:: SUPPLIED INFORMATION ::

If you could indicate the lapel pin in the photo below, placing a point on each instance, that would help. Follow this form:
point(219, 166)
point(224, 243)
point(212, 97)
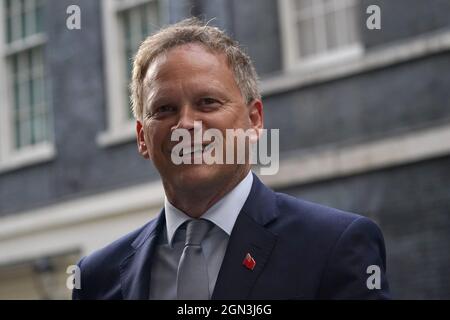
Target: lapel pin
point(249, 262)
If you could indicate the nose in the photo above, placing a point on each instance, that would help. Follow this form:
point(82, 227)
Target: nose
point(186, 118)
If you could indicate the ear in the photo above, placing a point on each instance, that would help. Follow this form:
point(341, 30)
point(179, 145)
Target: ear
point(142, 146)
point(256, 116)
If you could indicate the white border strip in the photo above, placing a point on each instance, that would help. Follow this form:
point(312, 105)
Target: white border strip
point(69, 213)
point(383, 56)
point(340, 162)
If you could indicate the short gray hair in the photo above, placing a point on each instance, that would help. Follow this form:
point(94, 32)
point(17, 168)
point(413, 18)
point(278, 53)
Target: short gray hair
point(187, 31)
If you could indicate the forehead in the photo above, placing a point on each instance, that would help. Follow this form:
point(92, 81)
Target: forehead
point(188, 61)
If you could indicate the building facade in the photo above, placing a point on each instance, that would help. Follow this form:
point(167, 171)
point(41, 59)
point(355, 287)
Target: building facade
point(363, 114)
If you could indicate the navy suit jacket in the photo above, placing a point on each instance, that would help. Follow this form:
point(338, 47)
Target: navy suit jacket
point(302, 250)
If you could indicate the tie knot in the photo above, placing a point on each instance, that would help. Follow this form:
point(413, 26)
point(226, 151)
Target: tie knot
point(196, 230)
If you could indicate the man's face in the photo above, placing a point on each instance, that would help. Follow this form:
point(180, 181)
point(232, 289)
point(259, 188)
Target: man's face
point(189, 84)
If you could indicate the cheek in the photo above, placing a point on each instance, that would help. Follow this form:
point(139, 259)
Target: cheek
point(155, 138)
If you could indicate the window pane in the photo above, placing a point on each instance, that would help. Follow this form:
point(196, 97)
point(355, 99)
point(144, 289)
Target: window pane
point(307, 40)
point(331, 30)
point(31, 110)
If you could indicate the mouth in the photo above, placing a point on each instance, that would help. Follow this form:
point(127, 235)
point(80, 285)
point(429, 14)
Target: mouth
point(195, 150)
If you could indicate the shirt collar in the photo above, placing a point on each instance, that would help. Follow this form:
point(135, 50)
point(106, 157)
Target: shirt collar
point(223, 213)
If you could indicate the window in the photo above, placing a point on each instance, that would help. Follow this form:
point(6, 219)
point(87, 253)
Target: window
point(126, 23)
point(318, 31)
point(25, 126)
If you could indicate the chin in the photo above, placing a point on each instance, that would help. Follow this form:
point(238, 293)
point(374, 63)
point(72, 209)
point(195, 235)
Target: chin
point(199, 176)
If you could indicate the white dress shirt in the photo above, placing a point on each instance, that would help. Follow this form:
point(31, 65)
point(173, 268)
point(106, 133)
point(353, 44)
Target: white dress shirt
point(169, 248)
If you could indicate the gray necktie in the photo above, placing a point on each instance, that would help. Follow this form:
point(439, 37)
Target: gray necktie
point(192, 276)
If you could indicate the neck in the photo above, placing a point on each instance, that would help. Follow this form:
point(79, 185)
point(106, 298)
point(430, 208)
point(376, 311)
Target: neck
point(196, 202)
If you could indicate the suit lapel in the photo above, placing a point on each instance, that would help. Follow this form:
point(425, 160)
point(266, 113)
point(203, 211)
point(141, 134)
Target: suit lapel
point(135, 269)
point(249, 236)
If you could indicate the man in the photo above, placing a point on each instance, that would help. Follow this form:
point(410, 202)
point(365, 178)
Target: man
point(222, 234)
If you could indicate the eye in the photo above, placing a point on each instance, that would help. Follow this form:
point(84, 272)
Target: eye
point(166, 108)
point(209, 102)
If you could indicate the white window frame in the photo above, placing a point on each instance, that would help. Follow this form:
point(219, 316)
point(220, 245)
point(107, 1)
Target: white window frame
point(10, 158)
point(119, 128)
point(290, 46)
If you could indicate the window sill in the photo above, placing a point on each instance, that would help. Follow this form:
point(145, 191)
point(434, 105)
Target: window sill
point(124, 134)
point(29, 156)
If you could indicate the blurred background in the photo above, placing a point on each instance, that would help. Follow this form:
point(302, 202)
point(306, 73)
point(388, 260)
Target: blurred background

:::

Copy all of the items above word for word, leaving out the pictures.

TASK RESULT ->
If you could indicate the lapel pin in the photo below, placing a point on each instance, that would help. Follow this form:
point(219, 166)
point(224, 243)
point(212, 97)
Target: lapel pin
point(249, 262)
If you could indicate the nose in the photo above, placing a point on each instance, that would help. Follow this form:
point(82, 227)
Target: nose
point(186, 118)
If you could indicate the ear in the photo above, placing a point on each instance, that would help. Follow this form:
point(341, 30)
point(179, 145)
Target: ear
point(142, 146)
point(256, 116)
If you could indicate the white border strip in the photo above, placing a point on each instance, that would help. Follow this form:
point(312, 105)
Target: white border strip
point(69, 213)
point(383, 56)
point(340, 162)
If you could indicate the short gray hair in the photo above, placing a point on each instance, that would help. Follow this form:
point(94, 32)
point(17, 168)
point(413, 18)
point(278, 53)
Target: short gray hair
point(187, 31)
If you could indicate the forehead in the photo above, placing a point on each instance, that would help. Follow this form:
point(92, 81)
Target: forehead
point(188, 61)
If you could indicate the building facade in the photo above, placing a point on each instance, that would help. Follow this form:
point(167, 171)
point(41, 59)
point(355, 287)
Target: building facade
point(363, 114)
If you could indicate the navy suit jacket in the photo above, placing a point on each instance, that would help. Follow this form:
point(338, 47)
Target: navy suit jacket
point(302, 250)
If you could indicate the tie knot in the photo above, placing a point on each instance, that would help. Follow this form:
point(413, 26)
point(226, 151)
Target: tie knot
point(196, 230)
If you could indicate the man's face in the photo above, placing a point on each instance, that would help. Follow this form:
point(180, 181)
point(232, 289)
point(259, 188)
Target: man's face
point(189, 84)
If you could indicate the cheek in the photo above, placing a point on each instance, that would help. Follow this form:
point(139, 259)
Target: cheek
point(155, 138)
If you could indicate the window pane in the photo above, placing a point on each instance, that would help. Follow this form:
point(196, 97)
point(355, 99)
point(144, 289)
Target: window pane
point(307, 40)
point(331, 30)
point(31, 110)
If you could indicate the mouth in the photo above, placing a point on each instance, that would help. Follow this form:
point(127, 235)
point(80, 285)
point(429, 14)
Target: mouth
point(195, 150)
If you could indicate the shirt collar in the photo above, placing a point on each instance, that would help. Follow this form:
point(135, 50)
point(106, 157)
Target: shirt collar
point(223, 213)
If you could indicate the window in the photo above, placing a point on each instance, that would help. Follow this form:
point(6, 219)
point(87, 253)
Target: window
point(126, 23)
point(318, 31)
point(25, 126)
If you could indicate the chin in the photo above, placing a point on each instance, that would help. Follow this form:
point(238, 293)
point(374, 63)
point(72, 209)
point(195, 235)
Target: chin
point(199, 176)
If you could indicate the white dress shirt in the photo above, placing a point on each instance, that would help. Follow this form:
point(31, 65)
point(173, 268)
point(106, 133)
point(353, 44)
Target: white dress shirt
point(169, 248)
If you could indicate the gray necktie in the photo above, placing a point on each instance, that would help. Follow this form:
point(439, 37)
Target: gray necktie
point(192, 276)
If you could indicate the neck in the photo above, placing a point on each instance, that would help. Follow this form:
point(79, 185)
point(106, 298)
point(430, 208)
point(376, 311)
Target: neck
point(196, 202)
If you could indicate the suit lapel in the photo above, placing a point on each instance, that would help. Follow this form:
point(425, 160)
point(266, 113)
point(203, 211)
point(141, 134)
Target: suit lapel
point(135, 269)
point(249, 236)
If you could indicate the man in the photo above, placing a point on each instance, that would help. Follow this form:
point(410, 202)
point(365, 178)
Target: man
point(222, 234)
If you could indicate the eye in the photo above, placing a point on each instance, that would help. Follow this form:
point(84, 272)
Target: eye
point(166, 108)
point(209, 102)
If you could indicate the white window frame in the photo above, placing a point on each instance, that would help. Follow this form:
point(219, 316)
point(220, 245)
point(107, 1)
Target: white window frame
point(10, 158)
point(119, 128)
point(290, 46)
If you could indicate the window sill in the photo above, placing a point on each instance, that would help. Follow this form:
point(145, 191)
point(434, 105)
Target: window sill
point(124, 134)
point(29, 156)
If you could indicate the blurred background in the photo above, placing a point on each instance, that would help. Follow this form:
point(302, 202)
point(306, 73)
point(388, 260)
Target: blurred background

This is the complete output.